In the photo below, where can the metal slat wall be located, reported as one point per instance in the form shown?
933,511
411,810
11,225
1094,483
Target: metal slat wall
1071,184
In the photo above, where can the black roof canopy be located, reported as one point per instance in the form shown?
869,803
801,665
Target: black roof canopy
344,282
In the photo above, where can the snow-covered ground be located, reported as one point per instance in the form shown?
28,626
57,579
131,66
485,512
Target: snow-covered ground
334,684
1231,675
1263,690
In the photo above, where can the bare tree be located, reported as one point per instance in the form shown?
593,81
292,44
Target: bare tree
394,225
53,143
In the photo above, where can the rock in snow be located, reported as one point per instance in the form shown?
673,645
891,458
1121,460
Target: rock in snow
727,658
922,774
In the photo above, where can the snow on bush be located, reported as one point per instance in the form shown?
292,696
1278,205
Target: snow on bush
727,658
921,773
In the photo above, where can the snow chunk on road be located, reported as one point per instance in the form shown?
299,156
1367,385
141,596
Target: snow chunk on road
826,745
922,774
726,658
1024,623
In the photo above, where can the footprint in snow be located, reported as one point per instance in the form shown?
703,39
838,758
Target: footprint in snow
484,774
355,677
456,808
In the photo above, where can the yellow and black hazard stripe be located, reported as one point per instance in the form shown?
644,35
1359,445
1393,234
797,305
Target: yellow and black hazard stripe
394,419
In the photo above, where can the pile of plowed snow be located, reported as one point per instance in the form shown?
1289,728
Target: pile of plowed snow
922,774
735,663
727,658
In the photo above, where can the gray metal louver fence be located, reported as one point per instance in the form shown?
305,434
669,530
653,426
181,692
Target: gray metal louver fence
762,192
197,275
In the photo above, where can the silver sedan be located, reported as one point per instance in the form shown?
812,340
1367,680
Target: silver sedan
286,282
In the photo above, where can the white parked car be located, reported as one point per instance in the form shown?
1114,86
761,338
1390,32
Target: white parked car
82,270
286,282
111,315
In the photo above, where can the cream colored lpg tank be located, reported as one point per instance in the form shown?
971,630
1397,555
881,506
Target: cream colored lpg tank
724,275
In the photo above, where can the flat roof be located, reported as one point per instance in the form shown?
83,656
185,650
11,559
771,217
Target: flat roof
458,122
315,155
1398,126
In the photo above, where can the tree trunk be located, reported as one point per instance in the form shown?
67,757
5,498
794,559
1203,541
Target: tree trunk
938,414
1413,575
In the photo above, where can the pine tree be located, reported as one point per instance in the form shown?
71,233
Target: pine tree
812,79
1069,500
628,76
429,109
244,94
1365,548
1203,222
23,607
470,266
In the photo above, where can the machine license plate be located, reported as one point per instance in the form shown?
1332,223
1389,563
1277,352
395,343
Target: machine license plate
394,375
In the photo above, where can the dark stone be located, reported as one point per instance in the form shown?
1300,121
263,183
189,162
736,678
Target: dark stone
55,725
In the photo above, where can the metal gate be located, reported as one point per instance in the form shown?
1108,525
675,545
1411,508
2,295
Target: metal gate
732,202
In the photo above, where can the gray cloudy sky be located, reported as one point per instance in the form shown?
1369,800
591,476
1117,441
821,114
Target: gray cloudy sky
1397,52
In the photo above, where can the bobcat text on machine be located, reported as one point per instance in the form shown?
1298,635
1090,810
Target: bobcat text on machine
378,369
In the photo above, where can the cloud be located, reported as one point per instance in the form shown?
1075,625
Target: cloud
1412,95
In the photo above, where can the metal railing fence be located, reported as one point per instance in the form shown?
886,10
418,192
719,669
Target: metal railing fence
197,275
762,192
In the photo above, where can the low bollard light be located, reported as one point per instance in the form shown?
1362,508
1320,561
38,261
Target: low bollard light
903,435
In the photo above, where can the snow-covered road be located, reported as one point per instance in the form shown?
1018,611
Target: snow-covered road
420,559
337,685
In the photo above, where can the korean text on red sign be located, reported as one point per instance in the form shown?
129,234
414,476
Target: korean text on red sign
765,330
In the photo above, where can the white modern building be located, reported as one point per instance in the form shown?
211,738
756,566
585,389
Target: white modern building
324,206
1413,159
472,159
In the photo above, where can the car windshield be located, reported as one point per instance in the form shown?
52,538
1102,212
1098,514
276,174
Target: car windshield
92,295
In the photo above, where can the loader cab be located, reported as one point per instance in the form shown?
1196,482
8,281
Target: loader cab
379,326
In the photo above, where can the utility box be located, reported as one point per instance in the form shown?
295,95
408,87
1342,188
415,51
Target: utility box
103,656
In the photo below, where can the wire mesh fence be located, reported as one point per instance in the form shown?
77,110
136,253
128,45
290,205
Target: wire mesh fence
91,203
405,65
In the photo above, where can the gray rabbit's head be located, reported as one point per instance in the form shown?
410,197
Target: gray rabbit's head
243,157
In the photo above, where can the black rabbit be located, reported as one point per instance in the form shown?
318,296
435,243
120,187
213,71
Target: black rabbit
◇ ◇ ◇ ◇ ◇ ◇ ◇
### Your objective
Once you have read the records, output each one exactly as written.

### Finished task
In the photo below, where can the metal slat wall be located, reported as one point per instance in the form shown?
933,511
411,810
11,225
1094,483
Target: metal slat wall
1071,184
In the photo above, where can the black roof canopy be located, reported as one point per instance in the form shown?
869,803
801,665
Target: black roof canopy
344,282
In the photo above, where can the snow-covered ground be located, reported as one point per instance in the form shown?
28,626
57,579
131,66
485,512
Target: snow-covered ground
334,684
1231,675
1263,690
In the photo above, where can the bare tree be located, reported as one point per instance in the form shown?
593,81
292,44
Target: bare tree
394,225
53,143
In the photo above, where can the rock in snow be located, reported as one point per instance in the form shown?
673,645
891,458
1121,460
Target: rock in snow
727,658
922,774
In the photo above, where can the snow on bush be located, reported as one point per instance in the form shown?
292,696
1278,205
Target: snow on bush
727,658
921,773
In the photo above, where can the snow chunk on road be located, reported as one point per instance in the form shown?
299,156
1367,385
141,596
Target: snow chunk on road
826,745
922,774
726,658
1024,623
In the photo above, where can the footprint in snow be located, reported as one point per instance in the form shown?
703,39
838,758
Target: footprint in snow
484,774
355,677
456,808
In the photo above, where can the yellow and black hazard stripe be located, reported as one point per instance in the form shown?
644,35
1359,445
1393,234
797,305
Target: yellow and black hazard stripe
394,419
In the photo above, where can the pile of plowed snow be located, reported as one point per instance in the form shown?
1289,728
Target: pile of plowed snow
922,774
735,663
727,658
In the photo above, where can the gray metal louver fence be located, reported as one point per instance in the form shown?
305,434
669,530
653,426
181,692
Target: gray metal louver fence
762,192
197,275
In the photo above, where can the silver sedan be located, reported as one point per instance in the form shown?
812,340
1367,680
Target: silver sedan
286,282
In the photo above, where can the white parked car be located, reported as one point per instance in the form shown?
1114,86
761,338
1390,32
Target: white parked car
82,270
286,282
111,315
In the photo above, where can the cream colored lpg tank be located, reported as one point per instance in the form shown?
971,630
1397,555
881,506
Target: cream colored lpg tank
724,275
In the photo above, where can the flat roof be located, reported as one point per instance in the form shown?
83,656
185,650
11,559
771,217
Target: flat roof
458,122
315,155
1398,126
In the photo above, where can the tree trunk be located, reported as one point per instance in the form shown?
67,757
5,498
794,559
1203,541
Target: tree trunk
938,414
1413,575
In the photo above, where can the pine tree be located, reported as one point per instance in the form shown?
71,233
Target: pine tree
812,79
1069,500
628,76
429,109
244,94
1365,548
1203,222
23,607
470,266
In the photo above, where can the machine license plate be located, reported as one point per instance in the form shown?
1332,223
1389,563
1277,352
395,343
Target: machine license plate
394,375
In the photo above, where can the dark stone be located, reported as one point per instance in the form shown?
1300,121
263,183
189,162
736,678
Target: dark stone
55,725
In the photo above, where can the metal gate be located, reported as one point per instance in the form shown?
1108,525
675,545
1411,508
2,295
Target: metal gate
732,202
In the photo above, where can the gray cloudy sky be located, reported as one point per instance in the form shown?
1369,800
591,476
1117,441
821,114
Target: gray cloudy sky
1397,52
In the photo above, where can the bobcat text on machine be located, reported as one point per instance in the form shown?
1298,635
1090,810
Target: bobcat text on machine
378,369
In the photo above, where can the cloud be located, reported as one point per instance in the form shown?
1075,625
Target: cloud
1412,95
In the photo above, where can the metal railing fence be located, reported as one point per instance in the form shown?
886,10
418,192
719,669
Target: metal railing fence
197,275
762,192
In the photo above, where can the low bollard light be located, reported as one point per instance in the form shown?
1362,508
1320,561
38,261
Target: low bollard light
903,435
In the photo above, where can the snow-covered road be located, reported as one point per instance in the form shown?
1018,611
Target: snow-covered road
420,559
337,685
In the photo above, where can the korean text on red sign be located, reported as one point per instance in the form shown?
129,234
414,476
Target: korean text on red sign
765,330
In the photo above, where can the white modern building be located, reported as one point per instance in the form shown?
211,738
756,566
585,389
Target: white modern building
324,206
1413,159
472,159
In the photo above, where can the car windshield be located, reported as one point per instance in the form shown?
52,538
1102,212
1098,514
276,174
Target: car windshield
92,295
In the photo above, where can the loader cab be located, reported as one point per instance in the form shown?
1196,482
8,281
Target: loader cab
379,326
In the photo above, where can the utility box be located, reported as one point per instance in the form shown?
295,95
408,87
1342,188
415,51
Target: utility box
103,656
In the photo below, where can the wire mesh fence be located, reported as one point per instance in the form shown?
77,110
136,253
128,45
290,205
Target: wire mesh fence
91,203
405,65
In the photo above, where can the gray rabbit's head be located, reported as one point per instance in the form shown?
410,197
Target: gray rabbit's head
243,157
In the photo above, where can the black rabbit be located, reported as one point per instance in the form shown?
318,296
435,243
120,187
213,71
Target: black rabbit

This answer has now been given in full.